# Extrait du texte
Un nom sur un numéro

Chicago (Etats-Unis) -- Le projet a mis un certain temps à mûrir, avant d’en arriver à vouloir mettre un nom sur les centaines de personnes qui sont tuées à Chicago en une année année. Sa genèse remonte au choc éprouvé en arrivant pour vivre ici, il y a six ans.

A l’époque, j’ai commencé à travailler en suivant les meurtres et les attaques avec armes à feu, comme n’importe quel photographe de news. Un jour j’apprends que 20 personnes se sont fait tirer dessus, alors j’appelle mon chef pour savoir s’il veut que je couvre ça. « 20 personnes qui se font tirer dessus? Ce n’est pas de l’actualité. S’il y avait 20 morts, oui, mais 20 qui se font tirer dessus? Non ! ».

Ça m’a soufflé. Les journalistes locaux étaient devenus si blasés par cette violence qu’elle faisait partie intégrante de la vie ici. Et quand j’en ai parlé à des gens, la réaction typique a été : « Oh, encore une journée à Chicago ». Cette apathie m’a impressionné. C’était un peu comme si on parlait de la météo.       

Un pavé portant le nom d'Hadiyah Pendleton, 15 ans, est posé avec ceux en mémoire d'autres enfants victimes de violence au mémorial Kids Off the Block, sur South Michigan Avenue à Chicago, le 9 octobre 2017. Hadiyah Pendleton, qui s'était produite comme majorette lors de la deuxième inauguration du président Barack Obama, a été tuée d'une balle dans le dos le 29 janvier 2013. Deux membres présumés d'un gang sont accusés de son meurtre. (AFP / Jim Young)


 

Avant d’arriver, je connaissais la réputation de crime et de violence de la ville. Elle est aussi vieille que Chicago. Mais je ne m’attendais pas à cette indifférence.

Et c’est ce qui est au cœur de mon projet

Secouer le sentiment d’indifférence, rendre leur nom aux victimes de la violence et laisser une trace tangible de ce qui leur est arrivé. 

Chicago a désormais la place peu enviable de ville la plus meurtrière des Etats-Unis. Depuis le début de l’année, on y a enregistré plus de 620 meurtres, selon un décompte effectué par le quotidien Chicago Tribune. C’est quasiment deux fois plus, pour cette agglomération comptant seulement 2,7 millions d’habitants, que le nombre de victimes de New York et Los Angeles réunies, les deux plus grosses villes américaines.

# Consigne 1
Extrayez des enregistrements chaque ligne qui contient la chaîne « handkerchief », en tenant compte de la casse.

# Enregistrements à traiter
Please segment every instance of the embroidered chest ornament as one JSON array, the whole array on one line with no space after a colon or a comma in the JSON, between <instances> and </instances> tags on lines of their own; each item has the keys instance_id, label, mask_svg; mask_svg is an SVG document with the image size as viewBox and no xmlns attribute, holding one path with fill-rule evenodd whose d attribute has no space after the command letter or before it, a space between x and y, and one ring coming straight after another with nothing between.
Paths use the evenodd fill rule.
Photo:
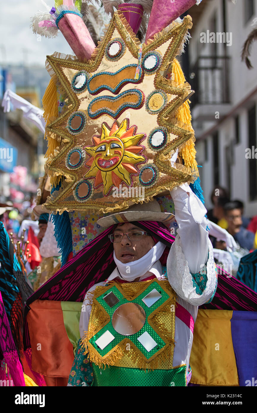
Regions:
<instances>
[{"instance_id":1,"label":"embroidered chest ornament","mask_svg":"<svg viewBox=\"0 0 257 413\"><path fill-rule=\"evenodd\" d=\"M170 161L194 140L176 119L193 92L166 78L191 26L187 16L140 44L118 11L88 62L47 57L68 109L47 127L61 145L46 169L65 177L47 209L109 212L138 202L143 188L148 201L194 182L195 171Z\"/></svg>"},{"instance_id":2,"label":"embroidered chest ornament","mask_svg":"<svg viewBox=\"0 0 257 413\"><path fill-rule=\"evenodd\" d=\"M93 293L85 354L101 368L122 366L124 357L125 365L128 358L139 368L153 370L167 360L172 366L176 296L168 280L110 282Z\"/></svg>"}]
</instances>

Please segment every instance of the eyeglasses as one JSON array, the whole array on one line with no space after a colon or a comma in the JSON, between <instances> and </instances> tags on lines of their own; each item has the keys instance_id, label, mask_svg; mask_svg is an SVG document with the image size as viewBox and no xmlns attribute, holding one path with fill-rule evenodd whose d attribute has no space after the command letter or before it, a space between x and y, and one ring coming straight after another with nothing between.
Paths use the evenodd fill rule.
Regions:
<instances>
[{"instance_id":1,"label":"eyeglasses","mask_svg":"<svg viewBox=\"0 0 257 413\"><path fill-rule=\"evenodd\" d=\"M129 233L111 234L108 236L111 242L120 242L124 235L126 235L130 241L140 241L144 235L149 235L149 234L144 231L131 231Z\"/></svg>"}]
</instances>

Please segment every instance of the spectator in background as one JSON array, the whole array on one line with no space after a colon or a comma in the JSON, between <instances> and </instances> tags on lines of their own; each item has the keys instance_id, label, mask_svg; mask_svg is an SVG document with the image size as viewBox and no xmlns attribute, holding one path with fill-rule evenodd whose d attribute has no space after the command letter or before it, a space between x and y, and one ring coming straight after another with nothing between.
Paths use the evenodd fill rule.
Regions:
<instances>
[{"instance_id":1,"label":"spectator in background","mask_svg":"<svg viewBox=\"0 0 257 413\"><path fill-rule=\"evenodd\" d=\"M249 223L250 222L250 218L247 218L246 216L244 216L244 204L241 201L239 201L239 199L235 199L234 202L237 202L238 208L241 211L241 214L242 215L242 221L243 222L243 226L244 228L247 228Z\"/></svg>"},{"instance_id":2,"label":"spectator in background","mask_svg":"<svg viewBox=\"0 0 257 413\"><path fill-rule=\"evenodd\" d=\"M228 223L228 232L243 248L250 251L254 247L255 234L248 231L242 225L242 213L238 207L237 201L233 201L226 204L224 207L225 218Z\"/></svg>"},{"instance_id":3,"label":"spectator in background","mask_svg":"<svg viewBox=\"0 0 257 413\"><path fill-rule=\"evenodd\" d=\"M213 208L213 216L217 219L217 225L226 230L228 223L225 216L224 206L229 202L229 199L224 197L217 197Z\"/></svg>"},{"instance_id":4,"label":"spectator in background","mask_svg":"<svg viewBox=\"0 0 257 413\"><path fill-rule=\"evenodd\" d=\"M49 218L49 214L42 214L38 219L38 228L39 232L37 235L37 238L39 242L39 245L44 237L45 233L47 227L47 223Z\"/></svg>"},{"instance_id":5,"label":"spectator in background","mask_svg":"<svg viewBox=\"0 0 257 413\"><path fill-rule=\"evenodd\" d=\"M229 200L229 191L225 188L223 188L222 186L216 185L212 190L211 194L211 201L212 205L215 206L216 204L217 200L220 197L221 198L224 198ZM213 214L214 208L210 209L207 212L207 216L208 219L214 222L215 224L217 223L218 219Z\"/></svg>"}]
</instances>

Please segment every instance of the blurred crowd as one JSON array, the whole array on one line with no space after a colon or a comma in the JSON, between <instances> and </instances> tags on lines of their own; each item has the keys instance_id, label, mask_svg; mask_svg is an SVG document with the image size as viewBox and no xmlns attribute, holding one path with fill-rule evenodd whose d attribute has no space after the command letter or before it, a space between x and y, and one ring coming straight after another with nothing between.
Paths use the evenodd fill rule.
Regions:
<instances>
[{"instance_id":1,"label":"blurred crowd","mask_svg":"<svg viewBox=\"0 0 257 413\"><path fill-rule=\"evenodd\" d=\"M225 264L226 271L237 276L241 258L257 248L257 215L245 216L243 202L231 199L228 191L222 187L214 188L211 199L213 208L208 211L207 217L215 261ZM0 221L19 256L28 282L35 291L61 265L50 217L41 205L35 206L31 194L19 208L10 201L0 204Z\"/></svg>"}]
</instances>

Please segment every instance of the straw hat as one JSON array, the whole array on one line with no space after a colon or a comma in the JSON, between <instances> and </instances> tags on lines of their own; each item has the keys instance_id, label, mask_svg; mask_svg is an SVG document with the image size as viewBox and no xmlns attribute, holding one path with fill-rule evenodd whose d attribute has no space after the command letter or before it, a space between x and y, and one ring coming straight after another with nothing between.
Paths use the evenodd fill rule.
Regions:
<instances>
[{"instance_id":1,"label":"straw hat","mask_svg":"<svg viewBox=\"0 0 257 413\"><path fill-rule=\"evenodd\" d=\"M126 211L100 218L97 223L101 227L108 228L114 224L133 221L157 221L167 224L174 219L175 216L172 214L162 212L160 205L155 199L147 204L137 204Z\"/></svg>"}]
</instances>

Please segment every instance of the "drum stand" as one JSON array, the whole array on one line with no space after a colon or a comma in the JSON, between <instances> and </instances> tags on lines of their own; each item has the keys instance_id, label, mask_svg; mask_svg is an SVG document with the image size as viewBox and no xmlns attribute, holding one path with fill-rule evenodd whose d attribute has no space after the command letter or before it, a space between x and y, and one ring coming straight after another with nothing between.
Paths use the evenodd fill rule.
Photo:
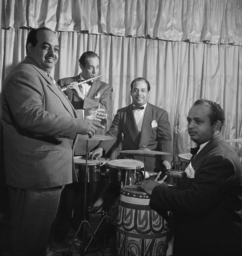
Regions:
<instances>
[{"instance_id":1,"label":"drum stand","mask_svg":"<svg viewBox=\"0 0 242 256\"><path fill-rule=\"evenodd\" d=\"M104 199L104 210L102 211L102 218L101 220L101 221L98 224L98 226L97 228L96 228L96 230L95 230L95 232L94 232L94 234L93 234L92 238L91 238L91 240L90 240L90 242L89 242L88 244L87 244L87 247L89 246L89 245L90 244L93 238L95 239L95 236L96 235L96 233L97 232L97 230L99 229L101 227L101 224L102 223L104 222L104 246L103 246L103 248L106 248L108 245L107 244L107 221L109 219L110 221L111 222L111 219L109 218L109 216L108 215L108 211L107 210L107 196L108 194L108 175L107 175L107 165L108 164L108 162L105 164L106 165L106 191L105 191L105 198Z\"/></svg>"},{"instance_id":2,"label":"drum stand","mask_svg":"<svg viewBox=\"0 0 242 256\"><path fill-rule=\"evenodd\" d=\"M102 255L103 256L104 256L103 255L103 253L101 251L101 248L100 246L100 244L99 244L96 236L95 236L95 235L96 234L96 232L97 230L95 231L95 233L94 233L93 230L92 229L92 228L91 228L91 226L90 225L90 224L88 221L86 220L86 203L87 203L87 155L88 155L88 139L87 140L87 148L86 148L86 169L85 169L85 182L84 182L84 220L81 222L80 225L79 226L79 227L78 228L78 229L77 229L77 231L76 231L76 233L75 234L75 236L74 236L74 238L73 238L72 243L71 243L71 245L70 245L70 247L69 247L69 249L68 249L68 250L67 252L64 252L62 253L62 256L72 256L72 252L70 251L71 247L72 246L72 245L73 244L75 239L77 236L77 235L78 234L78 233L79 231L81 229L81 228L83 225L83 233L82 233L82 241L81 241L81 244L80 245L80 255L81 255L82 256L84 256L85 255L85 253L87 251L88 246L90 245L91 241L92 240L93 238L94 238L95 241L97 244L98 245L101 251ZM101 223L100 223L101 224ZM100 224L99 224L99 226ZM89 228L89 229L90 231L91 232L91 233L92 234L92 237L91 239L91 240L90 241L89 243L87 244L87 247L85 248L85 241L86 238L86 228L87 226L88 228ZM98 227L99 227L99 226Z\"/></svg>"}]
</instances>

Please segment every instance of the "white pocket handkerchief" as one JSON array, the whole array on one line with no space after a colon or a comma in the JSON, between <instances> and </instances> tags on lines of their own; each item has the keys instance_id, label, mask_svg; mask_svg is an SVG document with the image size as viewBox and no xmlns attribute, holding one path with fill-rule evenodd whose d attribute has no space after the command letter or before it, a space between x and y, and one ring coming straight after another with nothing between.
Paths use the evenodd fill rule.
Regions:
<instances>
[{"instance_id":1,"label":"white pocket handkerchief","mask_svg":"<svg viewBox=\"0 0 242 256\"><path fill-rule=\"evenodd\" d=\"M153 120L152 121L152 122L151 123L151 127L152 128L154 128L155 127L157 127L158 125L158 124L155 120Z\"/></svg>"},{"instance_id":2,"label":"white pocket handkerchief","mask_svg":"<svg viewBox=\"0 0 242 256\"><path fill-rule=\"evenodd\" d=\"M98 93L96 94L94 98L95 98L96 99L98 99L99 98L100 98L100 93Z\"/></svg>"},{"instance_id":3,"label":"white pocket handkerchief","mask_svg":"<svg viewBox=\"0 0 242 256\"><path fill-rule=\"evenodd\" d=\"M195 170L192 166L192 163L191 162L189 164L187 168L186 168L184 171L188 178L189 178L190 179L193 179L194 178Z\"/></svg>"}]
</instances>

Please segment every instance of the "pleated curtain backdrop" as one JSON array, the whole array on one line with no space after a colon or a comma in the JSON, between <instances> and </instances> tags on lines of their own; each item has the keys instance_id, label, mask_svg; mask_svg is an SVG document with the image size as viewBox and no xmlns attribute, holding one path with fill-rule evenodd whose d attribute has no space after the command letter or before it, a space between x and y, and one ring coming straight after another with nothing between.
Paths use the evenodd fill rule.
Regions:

# Consigne 2
Reproduisez mot pour mot le passage de l'extrait sur la violence à Chicago, de « Un pavé portant » à « leur est arrivé. ».

# Réponse 1
Please segment every instance of the "white pocket handkerchief" as one JSON array, the whole array on one line with no space after a colon or a comma in the JSON, between <instances> and </instances> tags on lines of their own; each item has the keys instance_id, label, mask_svg; mask_svg is an SVG document with the image size as viewBox and no xmlns attribute, holding one path with fill-rule evenodd whose d attribute has no space after the command letter or before it, a space between x and y, and one ring coming straight after another with nothing between.
[{"instance_id":1,"label":"white pocket handkerchief","mask_svg":"<svg viewBox=\"0 0 242 256\"><path fill-rule=\"evenodd\" d=\"M153 120L152 121L152 122L151 123L151 127L152 128L154 128L155 127L157 127L158 125L158 124L155 120Z\"/></svg>"},{"instance_id":2,"label":"white pocket handkerchief","mask_svg":"<svg viewBox=\"0 0 242 256\"><path fill-rule=\"evenodd\" d=\"M98 93L96 94L94 98L95 98L96 99L98 99L99 98L100 98L100 93Z\"/></svg>"},{"instance_id":3,"label":"white pocket handkerchief","mask_svg":"<svg viewBox=\"0 0 242 256\"><path fill-rule=\"evenodd\" d=\"M195 170L192 166L192 163L191 162L189 164L187 168L186 168L184 171L188 178L189 178L190 179L193 179L194 178Z\"/></svg>"}]

# Réponse 2
Un pavé portant le nom d'Hadiyah Pendleton, 15 ans, est posé avec ceux en mémoire d'autres enfants victimes de violence au mémorial Kids Off the Block, sur South Michigan Avenue à Chicago, le 9 octobre 2017. Hadiyah Pendleton, qui s'était produite comme majorette lors de la deuxième inauguration du président Barack Obama, a été tuée d'une balle dans le dos le 29 janvier 2013. Deux membres présumés d'un gang sont accusés de son meurtre. (AFP / Jim Young)


 

Avant d’arriver, je connaissais la réputation de crime et de violence de la ville. Elle est aussi vieille que Chicago. Mais je ne m’attendais pas à cette indifférence.

Et c’est ce qui est au cœur de mon projet

Secouer le sentiment d’indifférence, rendre leur nom aux victimes de la violence et laisser une trace tangible de ce qui leur est arrivé.